:: Dataset
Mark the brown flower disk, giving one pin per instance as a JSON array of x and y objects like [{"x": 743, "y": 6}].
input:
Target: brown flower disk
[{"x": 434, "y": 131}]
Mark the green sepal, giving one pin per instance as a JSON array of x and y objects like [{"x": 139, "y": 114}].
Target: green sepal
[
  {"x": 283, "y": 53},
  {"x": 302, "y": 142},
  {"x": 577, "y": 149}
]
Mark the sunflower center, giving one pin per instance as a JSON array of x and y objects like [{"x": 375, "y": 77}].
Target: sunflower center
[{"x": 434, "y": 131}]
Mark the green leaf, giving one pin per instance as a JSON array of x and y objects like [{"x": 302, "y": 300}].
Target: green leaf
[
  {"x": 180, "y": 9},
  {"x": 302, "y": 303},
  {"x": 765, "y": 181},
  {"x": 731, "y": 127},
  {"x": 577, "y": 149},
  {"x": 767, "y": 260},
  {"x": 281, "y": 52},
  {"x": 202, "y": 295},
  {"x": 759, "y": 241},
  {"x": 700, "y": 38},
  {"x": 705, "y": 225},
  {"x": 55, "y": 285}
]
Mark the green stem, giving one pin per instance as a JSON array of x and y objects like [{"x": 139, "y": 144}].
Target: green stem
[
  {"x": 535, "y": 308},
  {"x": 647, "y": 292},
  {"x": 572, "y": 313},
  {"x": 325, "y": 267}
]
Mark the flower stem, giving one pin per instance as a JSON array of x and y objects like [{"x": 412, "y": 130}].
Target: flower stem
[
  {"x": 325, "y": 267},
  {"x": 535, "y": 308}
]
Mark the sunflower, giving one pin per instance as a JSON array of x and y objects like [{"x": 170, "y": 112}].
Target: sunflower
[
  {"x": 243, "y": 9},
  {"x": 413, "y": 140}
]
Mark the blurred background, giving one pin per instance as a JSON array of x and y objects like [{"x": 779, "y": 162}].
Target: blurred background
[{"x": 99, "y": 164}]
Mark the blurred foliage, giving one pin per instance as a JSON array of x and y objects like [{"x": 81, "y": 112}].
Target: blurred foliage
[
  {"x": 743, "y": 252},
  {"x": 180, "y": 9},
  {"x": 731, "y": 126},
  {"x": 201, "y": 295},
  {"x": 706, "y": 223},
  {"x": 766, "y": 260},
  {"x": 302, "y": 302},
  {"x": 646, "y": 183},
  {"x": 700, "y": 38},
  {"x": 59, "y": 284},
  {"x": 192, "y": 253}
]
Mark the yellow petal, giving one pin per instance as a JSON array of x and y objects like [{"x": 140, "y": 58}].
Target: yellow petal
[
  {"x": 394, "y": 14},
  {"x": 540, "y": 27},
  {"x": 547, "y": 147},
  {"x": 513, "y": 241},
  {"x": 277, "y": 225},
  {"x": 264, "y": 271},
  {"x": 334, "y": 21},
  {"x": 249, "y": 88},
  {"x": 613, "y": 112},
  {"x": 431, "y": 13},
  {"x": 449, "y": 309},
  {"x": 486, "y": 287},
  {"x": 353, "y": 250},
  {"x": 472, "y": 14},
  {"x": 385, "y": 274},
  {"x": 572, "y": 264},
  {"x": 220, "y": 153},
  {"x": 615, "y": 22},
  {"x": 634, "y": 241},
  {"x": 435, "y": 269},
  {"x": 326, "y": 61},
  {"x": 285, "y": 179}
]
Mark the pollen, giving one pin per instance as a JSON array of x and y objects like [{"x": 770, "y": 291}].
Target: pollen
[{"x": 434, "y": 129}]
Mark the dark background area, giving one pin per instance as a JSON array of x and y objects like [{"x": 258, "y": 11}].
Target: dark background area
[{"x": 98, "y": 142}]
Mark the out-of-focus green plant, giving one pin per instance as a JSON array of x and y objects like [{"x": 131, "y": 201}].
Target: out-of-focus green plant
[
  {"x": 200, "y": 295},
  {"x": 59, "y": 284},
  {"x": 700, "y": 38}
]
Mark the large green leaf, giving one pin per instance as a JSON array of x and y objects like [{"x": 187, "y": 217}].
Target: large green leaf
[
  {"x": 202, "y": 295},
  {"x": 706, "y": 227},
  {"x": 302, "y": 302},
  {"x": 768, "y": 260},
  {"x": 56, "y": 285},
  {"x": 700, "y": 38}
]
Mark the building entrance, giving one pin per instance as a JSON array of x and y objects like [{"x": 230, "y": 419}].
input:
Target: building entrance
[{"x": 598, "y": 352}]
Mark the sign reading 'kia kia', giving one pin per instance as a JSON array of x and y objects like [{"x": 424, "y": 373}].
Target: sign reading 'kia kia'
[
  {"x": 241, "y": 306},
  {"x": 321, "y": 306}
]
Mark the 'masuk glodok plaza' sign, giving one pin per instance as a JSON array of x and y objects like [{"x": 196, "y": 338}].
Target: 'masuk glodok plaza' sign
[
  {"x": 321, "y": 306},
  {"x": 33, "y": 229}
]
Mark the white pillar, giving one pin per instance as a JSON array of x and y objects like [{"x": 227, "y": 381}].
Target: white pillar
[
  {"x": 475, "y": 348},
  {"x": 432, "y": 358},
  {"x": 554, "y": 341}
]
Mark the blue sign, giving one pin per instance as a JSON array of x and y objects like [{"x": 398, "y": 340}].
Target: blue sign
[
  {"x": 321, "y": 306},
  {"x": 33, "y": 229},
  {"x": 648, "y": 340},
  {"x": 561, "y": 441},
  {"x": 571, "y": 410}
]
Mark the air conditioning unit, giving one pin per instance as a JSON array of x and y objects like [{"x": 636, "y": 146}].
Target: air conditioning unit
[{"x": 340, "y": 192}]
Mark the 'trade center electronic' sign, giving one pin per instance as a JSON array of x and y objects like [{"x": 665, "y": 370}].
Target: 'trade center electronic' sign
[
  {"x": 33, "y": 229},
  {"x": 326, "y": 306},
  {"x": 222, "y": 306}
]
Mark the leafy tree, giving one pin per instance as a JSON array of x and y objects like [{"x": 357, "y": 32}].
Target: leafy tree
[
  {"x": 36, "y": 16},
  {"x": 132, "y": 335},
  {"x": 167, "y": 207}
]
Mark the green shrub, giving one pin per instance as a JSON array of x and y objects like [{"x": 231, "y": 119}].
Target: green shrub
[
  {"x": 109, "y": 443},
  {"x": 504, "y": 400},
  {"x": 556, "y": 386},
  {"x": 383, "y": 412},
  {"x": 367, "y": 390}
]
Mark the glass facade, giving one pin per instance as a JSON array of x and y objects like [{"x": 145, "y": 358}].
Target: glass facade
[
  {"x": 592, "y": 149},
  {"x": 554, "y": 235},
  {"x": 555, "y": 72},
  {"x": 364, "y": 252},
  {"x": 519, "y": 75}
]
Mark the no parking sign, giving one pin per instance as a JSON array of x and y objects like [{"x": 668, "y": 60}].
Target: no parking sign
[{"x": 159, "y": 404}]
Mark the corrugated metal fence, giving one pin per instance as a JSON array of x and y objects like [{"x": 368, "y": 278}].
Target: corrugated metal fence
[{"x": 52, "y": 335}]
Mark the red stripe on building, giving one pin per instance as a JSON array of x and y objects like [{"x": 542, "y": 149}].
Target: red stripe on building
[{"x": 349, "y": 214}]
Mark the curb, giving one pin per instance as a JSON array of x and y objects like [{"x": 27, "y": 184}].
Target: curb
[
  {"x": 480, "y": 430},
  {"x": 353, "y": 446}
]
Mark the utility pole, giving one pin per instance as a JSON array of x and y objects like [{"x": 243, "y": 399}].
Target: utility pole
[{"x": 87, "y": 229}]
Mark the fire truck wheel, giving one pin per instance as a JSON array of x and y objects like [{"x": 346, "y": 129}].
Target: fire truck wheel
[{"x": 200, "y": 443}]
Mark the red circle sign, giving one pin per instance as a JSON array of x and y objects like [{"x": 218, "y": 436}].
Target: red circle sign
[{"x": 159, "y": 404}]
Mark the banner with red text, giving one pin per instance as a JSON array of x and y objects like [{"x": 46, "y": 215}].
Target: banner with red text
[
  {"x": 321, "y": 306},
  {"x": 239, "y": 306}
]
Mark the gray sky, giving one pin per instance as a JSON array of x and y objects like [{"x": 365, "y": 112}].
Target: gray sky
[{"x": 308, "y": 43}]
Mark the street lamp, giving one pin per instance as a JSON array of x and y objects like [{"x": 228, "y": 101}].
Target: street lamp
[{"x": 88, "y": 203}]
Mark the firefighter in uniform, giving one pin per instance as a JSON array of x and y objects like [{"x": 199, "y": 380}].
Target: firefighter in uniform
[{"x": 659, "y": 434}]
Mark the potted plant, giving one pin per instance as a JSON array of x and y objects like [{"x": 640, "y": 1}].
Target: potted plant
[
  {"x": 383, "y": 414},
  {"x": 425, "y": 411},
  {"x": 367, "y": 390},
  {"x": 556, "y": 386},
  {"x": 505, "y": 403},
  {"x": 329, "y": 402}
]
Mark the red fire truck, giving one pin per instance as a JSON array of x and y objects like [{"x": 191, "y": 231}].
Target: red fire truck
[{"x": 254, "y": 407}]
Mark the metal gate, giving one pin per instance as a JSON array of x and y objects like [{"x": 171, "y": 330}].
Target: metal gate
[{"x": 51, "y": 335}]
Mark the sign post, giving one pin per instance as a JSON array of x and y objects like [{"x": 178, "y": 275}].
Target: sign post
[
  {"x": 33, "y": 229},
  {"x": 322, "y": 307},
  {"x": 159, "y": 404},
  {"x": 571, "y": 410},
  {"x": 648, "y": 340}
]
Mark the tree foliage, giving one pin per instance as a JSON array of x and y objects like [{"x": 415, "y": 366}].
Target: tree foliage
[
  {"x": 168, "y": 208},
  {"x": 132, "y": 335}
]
::::
Task to carry out:
Write out each line exactly, beginning at the one with "Target: sign post" and ending at the final line of the records above, with nothing added.

Task solution:
Target: sign post
[
  {"x": 33, "y": 229},
  {"x": 322, "y": 307},
  {"x": 159, "y": 404},
  {"x": 571, "y": 410},
  {"x": 648, "y": 340}
]
Mark the tree foliage, giving one pin per instance as a JSON array of x and y objects like [{"x": 415, "y": 366}].
Target: tree foliage
[
  {"x": 168, "y": 208},
  {"x": 132, "y": 335}
]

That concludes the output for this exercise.